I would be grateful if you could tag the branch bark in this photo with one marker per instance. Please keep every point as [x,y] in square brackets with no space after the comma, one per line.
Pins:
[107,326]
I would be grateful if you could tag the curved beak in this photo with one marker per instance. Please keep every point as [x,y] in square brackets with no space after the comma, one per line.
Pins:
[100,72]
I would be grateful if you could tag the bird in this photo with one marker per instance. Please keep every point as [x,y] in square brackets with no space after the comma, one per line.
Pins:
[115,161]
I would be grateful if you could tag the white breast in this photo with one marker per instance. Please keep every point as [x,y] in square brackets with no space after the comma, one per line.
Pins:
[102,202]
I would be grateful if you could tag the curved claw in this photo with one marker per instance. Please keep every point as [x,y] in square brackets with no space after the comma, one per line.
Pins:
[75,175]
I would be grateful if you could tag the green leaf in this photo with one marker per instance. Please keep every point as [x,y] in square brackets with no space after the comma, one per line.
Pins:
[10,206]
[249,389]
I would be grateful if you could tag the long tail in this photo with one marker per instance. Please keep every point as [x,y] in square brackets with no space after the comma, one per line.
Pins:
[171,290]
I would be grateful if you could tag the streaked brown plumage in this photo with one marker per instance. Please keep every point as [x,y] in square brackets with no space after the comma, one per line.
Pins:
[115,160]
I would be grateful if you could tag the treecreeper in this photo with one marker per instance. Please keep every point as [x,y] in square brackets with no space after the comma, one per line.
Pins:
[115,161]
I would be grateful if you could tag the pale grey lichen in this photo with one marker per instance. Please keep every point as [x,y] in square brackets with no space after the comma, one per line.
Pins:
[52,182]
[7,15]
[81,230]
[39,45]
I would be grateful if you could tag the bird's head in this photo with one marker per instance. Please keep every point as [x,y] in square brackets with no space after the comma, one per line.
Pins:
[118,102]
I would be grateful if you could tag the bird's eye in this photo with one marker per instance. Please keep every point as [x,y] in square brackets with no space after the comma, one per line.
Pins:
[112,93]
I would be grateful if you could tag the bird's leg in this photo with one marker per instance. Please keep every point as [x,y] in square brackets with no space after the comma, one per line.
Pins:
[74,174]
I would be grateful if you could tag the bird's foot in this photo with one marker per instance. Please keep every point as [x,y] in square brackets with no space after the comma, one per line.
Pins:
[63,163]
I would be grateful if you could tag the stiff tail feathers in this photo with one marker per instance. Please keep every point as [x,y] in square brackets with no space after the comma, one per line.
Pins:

#### [Your objective]
List the lines from the one containing "I would be grateful if you could tag the stiff" through the end of the data as a numbered list, leaving out any blank lines.

#### [Answer for this exercise]
1. I would be grateful if you could tag the stiff tail feathers in this photo with one marker per instance. Please keep every point as [x,y] in square brackets with no space after the comma, one per line.
2. Pins:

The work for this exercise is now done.